Pagina:
Tre minuti. Questa è la durata media di lettura del menu da parte di un cliente, per cui per un ristorante è essenziale capire in che modo collocare i piatti all’interno del menu. Non c’è nessuna regola che impone ad un ristoratore di posizionare le portate seguendo un determinato ordine. Per convenzione, qui in Italia si usa suddividere il menu in antipasti, primi, secondi e dessert: a volte questi ultimi possono trovarsi in un menu a parte, così come la carta dei vini, se particolarmente ampia. Ma ovviamente, l’ordine e il numero di portate all’interno delle diverse categorie non è casuale.

[Voci di dati archiviate]
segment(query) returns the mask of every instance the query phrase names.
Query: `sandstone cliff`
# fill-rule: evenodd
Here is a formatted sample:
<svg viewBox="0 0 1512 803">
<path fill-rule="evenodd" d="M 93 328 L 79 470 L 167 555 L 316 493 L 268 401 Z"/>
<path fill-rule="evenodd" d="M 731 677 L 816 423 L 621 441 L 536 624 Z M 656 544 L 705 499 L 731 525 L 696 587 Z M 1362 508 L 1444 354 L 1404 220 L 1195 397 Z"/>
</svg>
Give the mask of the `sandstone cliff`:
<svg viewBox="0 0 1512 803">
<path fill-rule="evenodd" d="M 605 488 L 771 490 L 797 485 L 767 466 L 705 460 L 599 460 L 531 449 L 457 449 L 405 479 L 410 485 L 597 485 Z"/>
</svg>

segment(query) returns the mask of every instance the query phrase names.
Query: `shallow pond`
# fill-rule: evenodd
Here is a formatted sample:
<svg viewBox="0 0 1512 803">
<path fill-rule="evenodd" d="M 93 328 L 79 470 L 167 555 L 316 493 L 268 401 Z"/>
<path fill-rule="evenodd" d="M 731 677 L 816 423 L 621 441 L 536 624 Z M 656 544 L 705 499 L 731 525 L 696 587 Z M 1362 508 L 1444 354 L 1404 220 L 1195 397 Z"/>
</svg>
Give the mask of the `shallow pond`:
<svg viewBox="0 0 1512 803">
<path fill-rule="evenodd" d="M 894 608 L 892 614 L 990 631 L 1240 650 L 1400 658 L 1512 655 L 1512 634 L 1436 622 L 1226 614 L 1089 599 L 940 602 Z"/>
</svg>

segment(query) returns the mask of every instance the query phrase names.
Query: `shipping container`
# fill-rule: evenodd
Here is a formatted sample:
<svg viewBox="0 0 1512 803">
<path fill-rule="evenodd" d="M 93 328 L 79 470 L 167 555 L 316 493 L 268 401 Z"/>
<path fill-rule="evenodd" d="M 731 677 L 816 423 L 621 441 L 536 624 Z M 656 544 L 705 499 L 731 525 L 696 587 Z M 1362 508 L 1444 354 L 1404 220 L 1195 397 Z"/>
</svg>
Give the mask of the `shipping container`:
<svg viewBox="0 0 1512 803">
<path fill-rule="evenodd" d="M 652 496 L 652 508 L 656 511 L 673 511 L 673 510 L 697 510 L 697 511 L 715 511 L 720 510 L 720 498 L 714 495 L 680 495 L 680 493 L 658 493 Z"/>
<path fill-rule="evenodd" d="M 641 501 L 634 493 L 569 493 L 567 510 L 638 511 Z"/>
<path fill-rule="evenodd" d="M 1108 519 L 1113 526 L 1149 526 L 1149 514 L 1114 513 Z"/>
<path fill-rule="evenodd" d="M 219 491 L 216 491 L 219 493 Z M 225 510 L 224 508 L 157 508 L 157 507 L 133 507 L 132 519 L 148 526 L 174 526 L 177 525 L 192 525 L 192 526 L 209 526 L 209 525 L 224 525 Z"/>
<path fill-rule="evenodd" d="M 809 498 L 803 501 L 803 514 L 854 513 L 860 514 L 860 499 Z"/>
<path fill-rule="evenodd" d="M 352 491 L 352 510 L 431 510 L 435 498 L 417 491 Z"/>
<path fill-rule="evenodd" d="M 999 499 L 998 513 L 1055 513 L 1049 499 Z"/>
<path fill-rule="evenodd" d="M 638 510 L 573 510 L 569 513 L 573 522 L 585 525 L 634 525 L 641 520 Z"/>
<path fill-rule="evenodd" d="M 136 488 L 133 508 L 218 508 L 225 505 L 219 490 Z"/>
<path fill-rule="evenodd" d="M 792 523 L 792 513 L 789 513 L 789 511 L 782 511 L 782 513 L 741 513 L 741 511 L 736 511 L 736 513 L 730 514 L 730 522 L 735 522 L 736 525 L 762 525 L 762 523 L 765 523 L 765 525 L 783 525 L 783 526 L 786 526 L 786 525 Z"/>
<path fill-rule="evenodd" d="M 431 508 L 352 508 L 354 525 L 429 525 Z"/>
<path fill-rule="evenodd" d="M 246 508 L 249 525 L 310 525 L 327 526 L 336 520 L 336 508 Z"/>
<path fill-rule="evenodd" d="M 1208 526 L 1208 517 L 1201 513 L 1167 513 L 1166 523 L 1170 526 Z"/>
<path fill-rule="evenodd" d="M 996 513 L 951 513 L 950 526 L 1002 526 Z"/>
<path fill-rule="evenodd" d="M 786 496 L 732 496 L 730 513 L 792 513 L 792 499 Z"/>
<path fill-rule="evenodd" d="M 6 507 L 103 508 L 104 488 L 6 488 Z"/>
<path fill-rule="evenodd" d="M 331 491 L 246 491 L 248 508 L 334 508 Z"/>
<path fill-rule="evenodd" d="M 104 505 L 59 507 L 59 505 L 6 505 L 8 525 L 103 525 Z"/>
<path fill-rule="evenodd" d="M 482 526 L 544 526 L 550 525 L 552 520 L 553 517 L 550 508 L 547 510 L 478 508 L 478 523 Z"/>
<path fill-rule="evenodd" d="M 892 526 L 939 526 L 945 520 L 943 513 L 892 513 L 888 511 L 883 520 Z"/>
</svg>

Cosa fare:
[a] Secondo il testo sui menu dei ristoranti, quanto dura in media la lettura del menu da parte di un cliente?
[b] Prosegui il testo sui menu dei ristoranti dopo l'ultima frase riportata.
Il materiale non ha alcun legame con il testo sui menu dei ristoranti.

Risultati attesi:
[a] Tre minuti.

[b]
Less is more una sorta di leitmotiv che accompagna i ristoratori nella scelta del numero di portate. Ma perché? Per evitare il cosiddetto paradosso della scelta, in cui tutti ci siamo imbattuti almeno una volta nella vita, anche se (probabilmente) non conoscevamo il nome di questa teoria. Consiste in una sorta di "paralisi" da parte del cliente di fronte a una scelta troppo ampia. Quando ci sono troppe opzioni, il nostro cervello va in confusione e finisce per ordinare il solito piatto, semplificando quindi la scelta e minimizzando l’ansia. Di contro però un numero esiguo di piatti potrebbe limitare significativamente la nostra scelta, inducendoci ad accontentarci e a vivere un’esperienza non troppo gradevole. Per cui un ristorante, che tende a evitare questo tipo di paralisi e vuole puntare sulla vendita di determinate proposte, di certo non proporrà una lista infinita di portate, che non sarà però neanche troppo breve per permettere al cliente di avere comunque la sensazione di star effettuando una scelta tra una rosa di proposte. Secondo alcuni studi, quindi, il numero perfetto di portate è 7 per ogni categoria: 7 antipasti, 7 primi, 7 secondi.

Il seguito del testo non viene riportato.